■ **課題**: 生産性と性格についての文章の「性格の違いは確かにあるけれど」から「スキルが土台として揃ったその先の話であると、私たちは考えます。」までを、「性格」を「気質」に差し替えて書き直してください。

■ **ページ抜粋**:
------
「もっと生産性を上げよう」
多くの職場で、当たり前のように交わされる言葉です。
ところがこの言葉が使われる場面をよく見ていると、
話題が個人の性格にすり替わっていることがあります。
- あの人は几帳面だから、仕事が早い
- 彼は大雑把な性格だから、抜け漏れが多い
- 計画性のあるタイプと、そうでないタイプがいる
- 感覚派の人には、生産性向上は難しい
生産性向上を掲げているはずなのに、
実際に語られているのは
「あの人はこんな性格だ」という話です。
生産性や効率の話をしているつもりが、
いつの間にか人物評価の話になっている。
この感覚に、心当たりのある人は少なくないはずです。
性格の違いは確かにあるけれど
もちろん、人によって違いはあります。
集中の仕方、好み、エネルギーの使い方。
それらが生産性に影響するのは事実です。
ただ、ここで一度立ち止まりたいのです。
生産性向上がうまくいかない理由を、
性格にだけ結びつけるのは、少し乱暴ではないでしょうか。
「向いていない」
「そういうタイプじゃない」
といった性格の違いが影響するのは、
スキルが土台として揃ったその先の話であると、私たちは考えます。
------
■ **提供データ**:
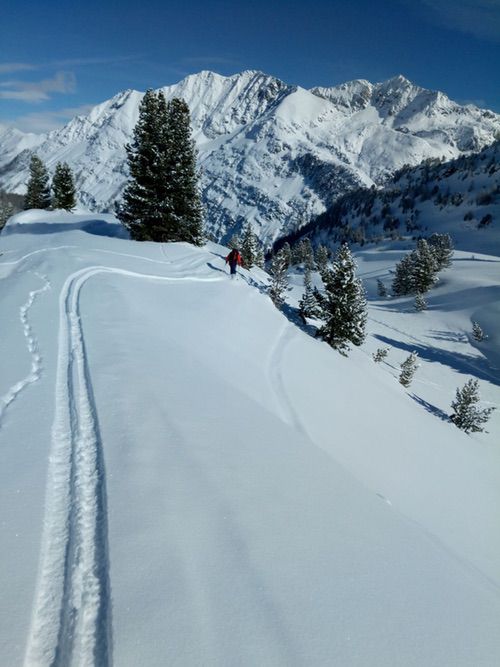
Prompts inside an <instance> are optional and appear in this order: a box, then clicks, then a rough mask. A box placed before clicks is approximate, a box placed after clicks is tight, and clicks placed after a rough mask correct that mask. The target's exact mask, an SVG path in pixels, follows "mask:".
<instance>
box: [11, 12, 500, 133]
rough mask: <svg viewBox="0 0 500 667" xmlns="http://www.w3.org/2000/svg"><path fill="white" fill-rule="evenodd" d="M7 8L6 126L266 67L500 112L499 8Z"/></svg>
mask: <svg viewBox="0 0 500 667" xmlns="http://www.w3.org/2000/svg"><path fill="white" fill-rule="evenodd" d="M2 4H3V6H2V12H1V24H0V123H4V124H10V125H13V126H15V127H18V128H19V129H22V130H25V131H33V132H43V131H47V130H50V129H53V128H54V127H58V126H61V125H63V124H64V123H65V122H67V121H68V120H69V119H70V118H72V117H73V116H74V115H76V114H77V113H83V112H85V111H87V110H88V109H89V108H90V107H91V106H93V105H95V104H97V103H99V102H103V101H104V100H106V99H109V98H110V97H112V96H113V95H114V94H116V93H117V92H119V91H121V90H124V89H126V88H135V89H137V90H146V89H147V88H151V87H152V88H157V87H160V86H164V85H169V84H172V83H176V82H177V81H180V80H181V79H182V78H183V77H184V76H186V75H188V74H191V73H194V72H198V71H200V70H203V69H210V70H213V71H216V72H219V73H220V74H225V75H229V74H234V73H236V72H240V71H243V70H245V69H258V70H262V71H264V72H266V73H267V74H272V75H274V76H277V77H279V78H280V79H282V80H284V81H285V82H287V83H290V84H297V85H300V86H304V87H306V88H308V87H312V86H316V85H319V86H332V85H336V84H339V83H343V82H344V81H349V80H352V79H357V78H363V79H368V80H369V81H372V82H377V81H383V80H385V79H388V78H390V77H391V76H395V75H396V74H403V75H404V76H406V77H407V78H409V79H410V80H412V81H413V82H415V83H417V84H418V85H421V86H423V87H425V88H431V89H434V90H436V89H437V90H442V91H443V92H445V93H446V94H447V95H448V96H449V97H451V98H452V99H454V100H456V101H458V102H461V103H465V102H472V103H475V104H478V105H479V106H484V107H487V108H490V109H493V110H494V111H498V112H500V0H388V1H386V2H378V1H377V0H351V1H350V2H349V1H348V0H345V1H340V0H322V1H316V2H315V1H314V0H310V1H309V2H308V1H306V0H291V1H284V0H265V1H264V0H253V2H246V1H240V2H238V0H232V1H230V2H229V1H227V0H184V1H183V2H182V1H176V0H150V1H149V0H143V1H142V2H138V1H135V0H120V1H117V0H86V1H85V2H82V3H75V4H71V5H69V4H68V3H67V2H62V1H61V0H42V1H40V2H37V3H33V1H32V0H16V2H10V3H2Z"/></svg>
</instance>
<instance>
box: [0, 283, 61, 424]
mask: <svg viewBox="0 0 500 667" xmlns="http://www.w3.org/2000/svg"><path fill="white" fill-rule="evenodd" d="M34 275H35V276H36V277H37V278H40V280H43V281H44V283H45V284H44V286H43V287H41V288H40V289H37V290H33V291H32V292H30V293H29V297H28V300H27V301H26V303H25V304H24V305H22V306H21V308H20V309H19V319H20V320H21V325H22V327H23V333H24V336H25V338H26V344H27V347H28V352H29V353H30V355H31V370H30V372H29V373H28V375H27V376H26V377H25V378H23V379H22V380H19V382H16V383H15V384H14V385H12V387H10V389H9V390H8V391H7V392H6V393H5V394H4V395H3V396H2V397H0V428H1V426H2V421H3V416H4V414H5V411H6V409H7V408H8V407H9V405H10V404H11V403H12V402H13V401H14V400H15V399H16V398H17V397H18V396H19V394H20V393H21V392H22V391H23V390H24V389H26V387H28V386H29V385H30V384H33V383H34V382H36V381H37V380H39V379H40V377H41V375H42V357H41V354H40V350H39V346H38V341H37V339H36V337H35V335H34V333H33V329H32V327H31V324H30V322H29V317H28V315H29V311H30V309H31V307H32V306H33V304H34V303H35V300H36V299H37V297H38V296H39V295H40V294H42V293H43V292H46V291H47V290H49V289H50V282H49V281H48V280H47V278H46V277H45V276H42V275H40V274H38V273H34Z"/></svg>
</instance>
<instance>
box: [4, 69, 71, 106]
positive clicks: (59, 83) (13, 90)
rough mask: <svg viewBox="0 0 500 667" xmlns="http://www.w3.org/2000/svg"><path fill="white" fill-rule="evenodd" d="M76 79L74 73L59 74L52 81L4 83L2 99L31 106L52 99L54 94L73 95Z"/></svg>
mask: <svg viewBox="0 0 500 667" xmlns="http://www.w3.org/2000/svg"><path fill="white" fill-rule="evenodd" d="M75 86H76V78H75V75H74V74H73V72H57V74H56V75H55V76H54V77H52V78H51V79H42V80H41V81H3V82H1V83H0V88H3V89H5V90H0V99H4V100H19V101H22V102H27V103H31V104H36V103H38V102H43V101H45V100H48V99H50V97H51V95H52V94H53V93H73V92H74V91H75Z"/></svg>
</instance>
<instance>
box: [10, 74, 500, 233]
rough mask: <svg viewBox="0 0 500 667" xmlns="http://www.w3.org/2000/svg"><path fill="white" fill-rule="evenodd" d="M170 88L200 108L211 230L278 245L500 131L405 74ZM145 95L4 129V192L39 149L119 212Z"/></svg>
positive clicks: (475, 112) (208, 219)
mask: <svg viewBox="0 0 500 667" xmlns="http://www.w3.org/2000/svg"><path fill="white" fill-rule="evenodd" d="M162 90H163V91H164V93H165V95H166V97H167V98H171V97H174V96H181V97H183V98H184V99H185V100H186V102H187V103H188V105H189V107H190V109H191V114H192V125H193V133H194V138H195V140H196V142H197V145H198V149H199V166H200V168H201V190H202V198H203V201H204V203H205V206H206V212H207V215H206V221H207V227H208V231H209V232H211V234H212V235H213V236H214V237H216V238H217V239H228V238H229V237H230V236H231V235H232V233H234V232H236V231H238V230H239V229H241V226H242V224H243V223H244V221H246V220H250V221H251V222H252V223H253V225H254V227H255V229H256V231H257V233H258V234H259V236H260V237H261V239H262V240H263V241H264V242H265V243H266V244H269V243H270V242H271V241H272V240H274V239H275V238H276V237H277V236H279V235H282V234H283V233H286V232H289V231H290V230H293V229H296V228H297V227H298V226H300V225H302V224H304V221H307V220H308V219H310V218H311V217H312V216H313V215H315V214H318V213H320V212H321V211H323V210H324V209H325V207H327V206H329V205H330V204H331V203H332V202H333V201H334V200H335V199H336V198H337V197H338V196H339V195H340V194H343V193H344V192H346V191H347V190H349V189H352V188H355V187H359V186H360V185H365V186H368V187H369V186H371V185H373V184H380V183H381V182H382V181H383V180H384V179H386V178H387V177H388V176H390V175H391V174H392V173H393V172H394V171H396V170H397V169H399V168H401V167H402V166H403V165H405V164H410V165H417V164H419V163H420V162H422V160H424V159H426V158H429V157H434V158H435V157H442V156H444V157H445V158H446V159H451V158H455V157H458V156H459V155H461V154H462V153H468V152H470V151H477V150H480V149H482V148H483V147H484V146H486V145H488V144H490V143H491V142H492V141H493V140H494V139H495V136H496V135H497V133H498V131H499V128H500V123H499V117H498V115H497V114H494V113H492V112H490V111H485V110H481V109H478V108H476V107H474V106H472V105H467V106H460V105H458V104H456V103H454V102H452V101H450V100H449V99H448V98H447V97H446V95H444V94H443V93H440V92H434V91H429V90H425V89H423V88H420V87H418V86H415V85H414V84H412V83H411V82H410V81H408V80H407V79H405V78H404V77H402V76H399V77H395V78H393V79H390V80H389V81H386V82H383V83H380V84H371V83H369V82H367V81H353V82H349V83H346V84H343V85H342V86H337V87H334V88H313V89H311V90H309V91H308V90H305V89H303V88H300V87H297V86H290V85H288V84H286V83H284V82H282V81H280V80H279V79H276V78H275V77H272V76H269V75H266V74H263V73H261V72H256V71H246V72H242V73H241V74H236V75H233V76H229V77H224V76H221V75H218V74H215V73H213V72H208V71H203V72H200V73H199V74H195V75H190V76H188V77H186V78H185V79H183V80H182V81H181V82H179V83H178V84H176V85H173V86H168V87H165V88H163V89H162ZM141 99H142V93H139V92H137V91H133V90H128V91H124V92H123V93H120V94H118V95H116V96H115V97H114V98H112V99H111V100H108V101H107V102H104V103H103V104H100V105H98V106H96V107H95V108H94V109H93V110H92V111H91V112H90V113H89V114H88V115H87V116H79V117H77V118H75V119H73V120H72V121H70V122H69V123H68V124H67V125H66V126H65V127H63V128H62V129H60V130H55V131H52V132H51V133H50V134H48V135H40V137H35V138H33V137H30V138H26V139H24V138H17V137H22V135H21V134H20V133H17V134H15V135H12V133H11V135H12V136H7V135H5V134H4V135H2V133H0V149H1V151H0V152H2V153H5V156H6V157H5V160H6V165H5V167H4V169H3V172H2V173H1V174H0V185H1V186H2V187H3V188H5V189H6V190H8V191H12V192H19V193H22V192H24V190H25V187H26V181H27V177H28V172H27V167H28V162H29V154H28V149H30V148H36V150H37V152H38V153H39V155H40V157H41V158H42V159H43V160H44V161H45V162H46V163H47V165H48V167H49V169H50V170H53V169H54V167H55V164H56V162H57V161H61V160H64V161H67V162H68V163H69V164H70V166H71V167H72V169H73V171H74V173H75V174H76V181H77V190H78V192H79V199H80V204H81V205H82V206H83V207H85V208H87V209H89V210H94V211H102V210H113V205H114V202H115V201H116V200H117V199H119V198H120V193H121V191H122V189H123V187H124V184H125V182H126V178H127V167H126V158H125V149H124V146H125V144H126V143H127V142H128V141H130V139H131V136H132V131H133V128H134V125H135V123H136V121H137V114H138V106H139V103H140V100H141ZM2 137H3V140H2ZM16 138H17V139H16Z"/></svg>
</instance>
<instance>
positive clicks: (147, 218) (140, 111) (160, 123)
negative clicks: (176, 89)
mask: <svg viewBox="0 0 500 667" xmlns="http://www.w3.org/2000/svg"><path fill="white" fill-rule="evenodd" d="M166 123H167V118H166V104H165V100H164V98H163V99H161V98H159V97H158V96H157V95H156V94H155V92H154V91H153V90H151V89H149V90H147V91H146V93H145V95H144V97H143V99H142V101H141V104H140V106H139V119H138V121H137V124H136V126H135V128H134V134H133V140H132V142H131V143H130V144H127V146H126V147H125V149H126V151H127V159H128V167H129V172H130V180H129V183H128V185H127V187H126V188H125V191H124V193H123V200H122V203H121V204H120V205H119V206H118V207H117V216H118V218H119V219H120V220H121V221H122V222H123V223H124V225H125V226H126V227H127V228H128V229H129V230H130V233H131V235H132V238H134V239H136V240H137V241H169V240H171V237H172V235H173V233H174V230H173V229H171V227H170V226H169V224H168V222H169V218H168V216H169V214H170V212H171V209H172V203H171V200H170V196H169V195H170V193H169V191H168V188H169V184H168V182H167V171H166V168H165V165H164V161H165V153H166V150H167V148H166V137H165V130H166Z"/></svg>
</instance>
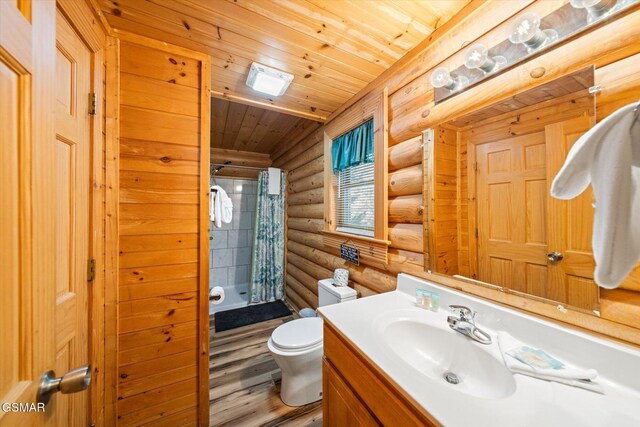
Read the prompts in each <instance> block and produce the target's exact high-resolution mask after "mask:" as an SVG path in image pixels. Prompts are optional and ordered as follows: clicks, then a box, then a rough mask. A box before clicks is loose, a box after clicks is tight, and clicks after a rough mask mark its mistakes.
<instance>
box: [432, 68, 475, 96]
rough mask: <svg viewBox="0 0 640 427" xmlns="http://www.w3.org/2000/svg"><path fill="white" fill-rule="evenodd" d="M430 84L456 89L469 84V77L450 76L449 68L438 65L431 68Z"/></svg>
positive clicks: (435, 87) (463, 86)
mask: <svg viewBox="0 0 640 427" xmlns="http://www.w3.org/2000/svg"><path fill="white" fill-rule="evenodd" d="M429 80H430V81H431V84H432V85H433V87H435V88H441V87H443V88H445V89H449V90H450V91H456V90H459V89H462V88H463V87H465V86H466V85H468V84H469V79H468V78H467V77H465V76H458V77H451V74H450V73H449V70H447V69H446V68H445V67H438V68H436V69H435V70H433V73H431V77H430V78H429Z"/></svg>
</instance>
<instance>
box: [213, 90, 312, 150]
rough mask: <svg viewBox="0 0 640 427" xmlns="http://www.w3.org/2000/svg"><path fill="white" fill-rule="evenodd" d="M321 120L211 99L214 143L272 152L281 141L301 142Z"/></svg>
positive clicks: (226, 101)
mask: <svg viewBox="0 0 640 427" xmlns="http://www.w3.org/2000/svg"><path fill="white" fill-rule="evenodd" d="M319 126H321V122H316V121H313V120H309V119H305V118H302V117H296V116H292V115H289V114H284V113H279V112H277V111H273V110H266V109H264V108H260V107H255V106H251V105H245V104H240V103H237V102H230V101H227V100H226V99H219V98H212V100H211V146H212V147H213V148H224V149H227V150H239V151H251V152H255V153H265V154H270V153H272V152H273V151H274V150H275V149H277V148H278V146H279V144H278V143H279V142H283V141H300V140H302V139H304V138H305V137H306V136H307V135H309V134H310V133H311V132H313V131H315V130H316V129H317V128H318V127H319Z"/></svg>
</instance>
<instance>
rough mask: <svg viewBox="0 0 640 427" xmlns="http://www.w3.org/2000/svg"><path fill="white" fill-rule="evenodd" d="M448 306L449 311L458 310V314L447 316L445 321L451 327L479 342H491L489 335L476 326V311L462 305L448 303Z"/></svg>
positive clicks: (481, 343)
mask: <svg viewBox="0 0 640 427" xmlns="http://www.w3.org/2000/svg"><path fill="white" fill-rule="evenodd" d="M449 308H450V309H451V311H454V312H455V311H457V312H459V316H460V317H456V316H449V317H447V323H449V327H450V328H451V329H453V330H454V331H456V332H459V333H461V334H462V335H466V336H467V337H469V338H471V339H472V340H474V341H476V342H479V343H480V344H491V336H490V335H489V334H488V333H486V332H484V331H482V330H480V329H478V327H476V322H475V318H476V314H478V313H477V312H475V311H472V310H471V309H470V308H469V307H465V306H463V305H450V306H449Z"/></svg>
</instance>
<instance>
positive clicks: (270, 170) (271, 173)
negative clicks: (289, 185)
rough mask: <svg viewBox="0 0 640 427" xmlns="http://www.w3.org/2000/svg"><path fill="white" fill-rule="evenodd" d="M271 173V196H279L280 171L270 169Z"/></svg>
mask: <svg viewBox="0 0 640 427" xmlns="http://www.w3.org/2000/svg"><path fill="white" fill-rule="evenodd" d="M268 171H269V179H268V182H269V195H271V196H277V195H279V194H280V172H281V171H280V169H278V168H268Z"/></svg>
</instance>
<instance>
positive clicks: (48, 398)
mask: <svg viewBox="0 0 640 427" xmlns="http://www.w3.org/2000/svg"><path fill="white" fill-rule="evenodd" d="M90 384H91V365H86V366H83V367H81V368H78V369H74V370H73V371H69V372H67V373H66V374H64V375H63V376H62V377H59V378H56V374H55V372H53V371H47V372H45V373H44V375H43V376H42V380H41V381H40V387H39V388H38V396H37V401H38V403H44V404H45V405H46V404H47V403H49V399H51V395H53V394H54V393H57V392H61V393H62V394H68V393H77V392H79V391H83V390H86V389H87V388H89V385H90Z"/></svg>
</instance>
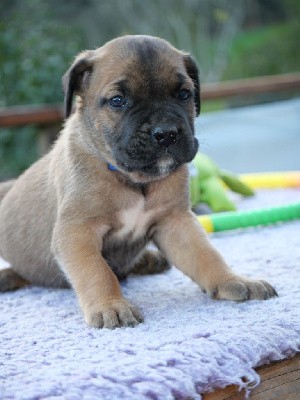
------
■ **課題の解答**:
気質の違いは確かにあるけれど
もちろん、人によって違いはあります。
集中の仕方、好み、エネルギーの使い方。
それらが生産性に影響するのは事実です。
ただ、ここで一度立ち止まりたいのです。
生産性向上がうまくいかない理由を、
気質にだけ結びつけるのは、少し乱暴ではないでしょうか。
「向いていない」
「そういうタイプじゃない」
といった気質の違いが影響するのは、
スキルが土台として揃ったその先の話であると、私たちは考えます。